* _WHAT THE TASK ASKS_
Tally the lines in the entries below that contain the word "green". Reply with that number alone.

+++

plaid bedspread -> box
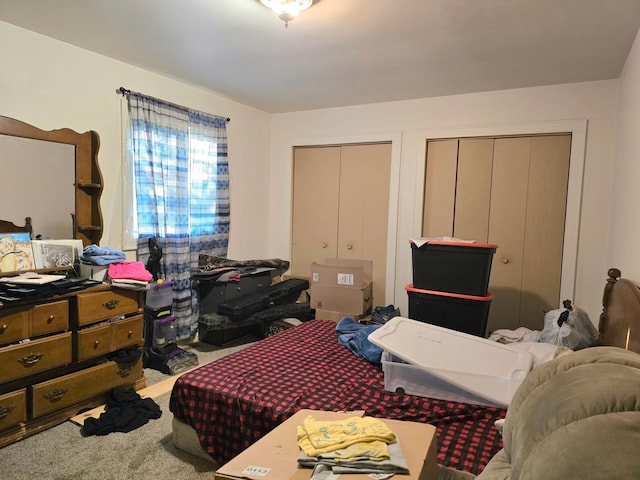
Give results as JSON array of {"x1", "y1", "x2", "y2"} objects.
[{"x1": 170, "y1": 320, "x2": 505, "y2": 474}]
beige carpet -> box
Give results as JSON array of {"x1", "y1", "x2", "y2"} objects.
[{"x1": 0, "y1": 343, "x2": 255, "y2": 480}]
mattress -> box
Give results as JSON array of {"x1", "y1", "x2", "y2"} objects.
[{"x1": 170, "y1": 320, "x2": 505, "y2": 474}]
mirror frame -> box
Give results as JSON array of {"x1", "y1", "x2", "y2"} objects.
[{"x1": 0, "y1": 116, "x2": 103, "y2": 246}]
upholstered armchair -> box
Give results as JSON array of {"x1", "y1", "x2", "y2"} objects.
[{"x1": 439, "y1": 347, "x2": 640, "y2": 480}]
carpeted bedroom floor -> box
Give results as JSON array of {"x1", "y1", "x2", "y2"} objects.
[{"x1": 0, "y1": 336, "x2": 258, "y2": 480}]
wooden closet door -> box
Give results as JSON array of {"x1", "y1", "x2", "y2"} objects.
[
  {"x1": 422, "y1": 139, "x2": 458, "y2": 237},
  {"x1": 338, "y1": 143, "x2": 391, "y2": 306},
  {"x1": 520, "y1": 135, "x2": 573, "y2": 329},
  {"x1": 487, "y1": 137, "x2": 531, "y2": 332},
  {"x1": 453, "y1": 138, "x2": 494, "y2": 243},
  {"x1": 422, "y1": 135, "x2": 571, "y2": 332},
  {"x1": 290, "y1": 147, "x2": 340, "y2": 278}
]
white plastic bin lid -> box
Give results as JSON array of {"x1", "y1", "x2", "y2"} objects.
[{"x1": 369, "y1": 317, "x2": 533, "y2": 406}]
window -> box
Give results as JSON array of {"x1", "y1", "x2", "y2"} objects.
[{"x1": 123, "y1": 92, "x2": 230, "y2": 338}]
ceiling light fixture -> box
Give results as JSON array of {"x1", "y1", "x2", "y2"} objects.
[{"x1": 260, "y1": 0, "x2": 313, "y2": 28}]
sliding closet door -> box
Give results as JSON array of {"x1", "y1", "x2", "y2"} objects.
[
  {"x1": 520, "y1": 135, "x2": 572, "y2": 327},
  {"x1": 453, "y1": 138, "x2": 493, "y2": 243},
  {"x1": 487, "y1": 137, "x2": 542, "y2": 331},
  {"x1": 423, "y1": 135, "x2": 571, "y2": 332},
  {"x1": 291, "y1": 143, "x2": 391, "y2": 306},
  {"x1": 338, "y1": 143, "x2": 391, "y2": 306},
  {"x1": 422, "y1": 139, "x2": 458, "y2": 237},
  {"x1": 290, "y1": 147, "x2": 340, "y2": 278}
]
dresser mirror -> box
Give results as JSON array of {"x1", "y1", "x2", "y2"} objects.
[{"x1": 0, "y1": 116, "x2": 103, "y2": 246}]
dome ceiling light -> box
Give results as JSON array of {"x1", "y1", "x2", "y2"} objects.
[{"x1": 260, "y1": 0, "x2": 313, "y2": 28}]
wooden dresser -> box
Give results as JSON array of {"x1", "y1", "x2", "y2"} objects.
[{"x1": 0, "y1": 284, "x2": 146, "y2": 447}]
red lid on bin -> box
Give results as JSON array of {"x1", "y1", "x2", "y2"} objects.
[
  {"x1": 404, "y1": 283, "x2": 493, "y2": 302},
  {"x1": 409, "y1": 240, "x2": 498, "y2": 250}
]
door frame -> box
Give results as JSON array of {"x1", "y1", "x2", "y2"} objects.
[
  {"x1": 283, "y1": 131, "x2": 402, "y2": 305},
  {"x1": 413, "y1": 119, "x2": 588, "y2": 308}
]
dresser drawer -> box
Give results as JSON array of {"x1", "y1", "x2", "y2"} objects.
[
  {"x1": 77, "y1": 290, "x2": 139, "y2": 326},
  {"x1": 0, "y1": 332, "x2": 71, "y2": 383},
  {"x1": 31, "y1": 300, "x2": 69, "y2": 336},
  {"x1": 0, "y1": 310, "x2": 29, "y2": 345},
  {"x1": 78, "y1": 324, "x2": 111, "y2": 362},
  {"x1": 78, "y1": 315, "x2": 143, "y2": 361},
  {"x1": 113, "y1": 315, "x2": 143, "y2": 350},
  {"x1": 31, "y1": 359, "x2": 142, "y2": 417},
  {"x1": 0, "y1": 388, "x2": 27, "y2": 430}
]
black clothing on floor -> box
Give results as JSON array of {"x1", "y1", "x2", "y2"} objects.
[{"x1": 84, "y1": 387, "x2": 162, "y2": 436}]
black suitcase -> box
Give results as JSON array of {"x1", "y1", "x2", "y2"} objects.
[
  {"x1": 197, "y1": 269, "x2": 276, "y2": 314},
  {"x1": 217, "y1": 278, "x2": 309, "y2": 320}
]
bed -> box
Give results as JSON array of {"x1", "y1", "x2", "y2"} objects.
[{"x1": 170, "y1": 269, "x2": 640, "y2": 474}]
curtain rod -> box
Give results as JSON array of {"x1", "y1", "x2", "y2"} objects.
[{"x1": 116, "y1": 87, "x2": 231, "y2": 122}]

+++

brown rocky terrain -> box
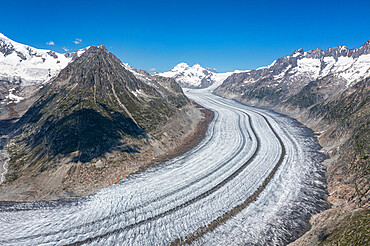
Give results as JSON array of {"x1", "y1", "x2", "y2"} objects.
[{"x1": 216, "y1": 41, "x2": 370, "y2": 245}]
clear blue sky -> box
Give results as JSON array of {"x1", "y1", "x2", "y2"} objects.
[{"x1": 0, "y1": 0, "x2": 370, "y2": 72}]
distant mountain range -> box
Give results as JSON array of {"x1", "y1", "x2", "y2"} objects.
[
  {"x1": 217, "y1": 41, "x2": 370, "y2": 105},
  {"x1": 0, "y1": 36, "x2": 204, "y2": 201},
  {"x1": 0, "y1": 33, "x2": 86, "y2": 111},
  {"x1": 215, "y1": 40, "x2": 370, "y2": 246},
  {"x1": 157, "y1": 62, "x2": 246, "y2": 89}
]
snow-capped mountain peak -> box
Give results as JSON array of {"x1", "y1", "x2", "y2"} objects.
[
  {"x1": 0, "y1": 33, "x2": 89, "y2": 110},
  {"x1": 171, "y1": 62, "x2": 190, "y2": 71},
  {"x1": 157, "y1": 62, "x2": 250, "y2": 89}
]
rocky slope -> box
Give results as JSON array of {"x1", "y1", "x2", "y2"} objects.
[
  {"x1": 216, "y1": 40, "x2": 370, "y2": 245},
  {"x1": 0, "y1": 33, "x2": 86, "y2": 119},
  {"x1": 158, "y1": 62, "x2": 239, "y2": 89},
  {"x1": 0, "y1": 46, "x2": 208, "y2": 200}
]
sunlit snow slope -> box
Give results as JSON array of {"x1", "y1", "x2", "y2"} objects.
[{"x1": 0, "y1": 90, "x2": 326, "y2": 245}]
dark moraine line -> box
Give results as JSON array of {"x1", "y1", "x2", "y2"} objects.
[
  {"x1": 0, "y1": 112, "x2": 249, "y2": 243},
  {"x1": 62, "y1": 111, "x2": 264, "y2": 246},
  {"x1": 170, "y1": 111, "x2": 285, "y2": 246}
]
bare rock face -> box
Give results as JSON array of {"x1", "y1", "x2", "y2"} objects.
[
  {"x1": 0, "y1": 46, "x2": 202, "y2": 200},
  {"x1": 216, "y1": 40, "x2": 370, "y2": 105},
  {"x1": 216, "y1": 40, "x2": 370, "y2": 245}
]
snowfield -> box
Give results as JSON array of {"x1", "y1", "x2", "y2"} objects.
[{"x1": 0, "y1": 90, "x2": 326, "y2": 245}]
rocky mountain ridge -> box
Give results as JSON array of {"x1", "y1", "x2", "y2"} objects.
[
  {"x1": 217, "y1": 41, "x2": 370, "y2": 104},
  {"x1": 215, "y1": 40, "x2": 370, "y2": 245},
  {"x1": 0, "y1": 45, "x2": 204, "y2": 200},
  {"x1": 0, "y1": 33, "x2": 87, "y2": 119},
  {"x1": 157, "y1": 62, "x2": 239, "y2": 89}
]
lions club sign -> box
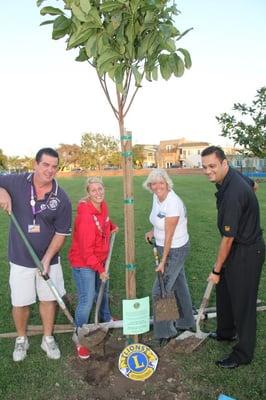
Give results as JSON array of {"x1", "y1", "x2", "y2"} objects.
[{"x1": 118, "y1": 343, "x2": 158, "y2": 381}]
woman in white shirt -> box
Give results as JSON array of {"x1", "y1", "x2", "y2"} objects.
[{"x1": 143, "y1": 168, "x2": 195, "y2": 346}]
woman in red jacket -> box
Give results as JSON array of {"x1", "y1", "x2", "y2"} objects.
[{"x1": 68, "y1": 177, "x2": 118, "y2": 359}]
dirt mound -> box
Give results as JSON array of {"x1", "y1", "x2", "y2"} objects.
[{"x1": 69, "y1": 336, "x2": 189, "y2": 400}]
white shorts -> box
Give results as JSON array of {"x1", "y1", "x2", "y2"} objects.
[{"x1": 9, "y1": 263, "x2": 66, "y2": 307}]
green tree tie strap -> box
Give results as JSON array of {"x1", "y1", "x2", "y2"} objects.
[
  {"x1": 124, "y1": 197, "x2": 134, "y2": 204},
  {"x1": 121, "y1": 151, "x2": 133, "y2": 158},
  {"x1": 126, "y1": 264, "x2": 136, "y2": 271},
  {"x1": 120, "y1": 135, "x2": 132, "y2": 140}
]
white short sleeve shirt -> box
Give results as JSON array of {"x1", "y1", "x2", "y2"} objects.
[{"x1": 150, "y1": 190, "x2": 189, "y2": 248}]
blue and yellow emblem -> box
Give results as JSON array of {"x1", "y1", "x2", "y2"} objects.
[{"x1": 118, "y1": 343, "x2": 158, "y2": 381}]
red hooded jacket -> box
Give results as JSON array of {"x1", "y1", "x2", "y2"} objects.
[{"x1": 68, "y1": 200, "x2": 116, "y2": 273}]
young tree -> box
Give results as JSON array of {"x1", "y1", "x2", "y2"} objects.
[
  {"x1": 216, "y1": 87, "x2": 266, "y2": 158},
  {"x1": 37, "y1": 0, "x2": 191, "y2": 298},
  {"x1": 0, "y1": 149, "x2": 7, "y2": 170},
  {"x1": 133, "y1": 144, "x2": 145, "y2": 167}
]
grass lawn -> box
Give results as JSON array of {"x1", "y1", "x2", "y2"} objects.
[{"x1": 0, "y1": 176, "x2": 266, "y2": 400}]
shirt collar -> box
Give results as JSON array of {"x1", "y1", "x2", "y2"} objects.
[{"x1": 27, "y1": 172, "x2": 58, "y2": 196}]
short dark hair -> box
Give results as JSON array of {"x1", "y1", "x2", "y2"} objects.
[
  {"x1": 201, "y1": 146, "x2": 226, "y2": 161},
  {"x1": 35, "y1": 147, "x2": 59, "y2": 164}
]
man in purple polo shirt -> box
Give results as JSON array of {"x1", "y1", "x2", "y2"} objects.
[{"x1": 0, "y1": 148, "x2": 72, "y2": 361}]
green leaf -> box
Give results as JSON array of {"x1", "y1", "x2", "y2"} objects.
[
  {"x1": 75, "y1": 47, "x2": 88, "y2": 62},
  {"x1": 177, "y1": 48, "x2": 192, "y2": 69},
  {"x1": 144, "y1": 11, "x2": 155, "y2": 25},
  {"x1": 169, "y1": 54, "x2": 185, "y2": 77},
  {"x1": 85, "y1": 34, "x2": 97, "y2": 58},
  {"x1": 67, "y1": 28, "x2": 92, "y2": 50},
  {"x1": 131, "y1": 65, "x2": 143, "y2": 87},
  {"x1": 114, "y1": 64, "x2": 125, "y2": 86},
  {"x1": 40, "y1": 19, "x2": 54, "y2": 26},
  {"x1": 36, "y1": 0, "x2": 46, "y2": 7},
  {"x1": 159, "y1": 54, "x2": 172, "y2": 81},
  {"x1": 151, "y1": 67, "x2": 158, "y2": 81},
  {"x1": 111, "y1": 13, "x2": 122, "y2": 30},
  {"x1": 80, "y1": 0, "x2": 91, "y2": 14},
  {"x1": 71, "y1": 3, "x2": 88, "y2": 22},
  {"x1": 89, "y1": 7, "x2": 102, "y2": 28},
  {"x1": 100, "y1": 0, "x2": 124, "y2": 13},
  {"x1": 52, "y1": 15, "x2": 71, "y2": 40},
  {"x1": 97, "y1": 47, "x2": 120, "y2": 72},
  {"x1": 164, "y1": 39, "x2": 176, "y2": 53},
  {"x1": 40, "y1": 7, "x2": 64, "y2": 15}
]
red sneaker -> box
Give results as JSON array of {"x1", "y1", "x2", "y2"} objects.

+++

* _THE ANSWER_
2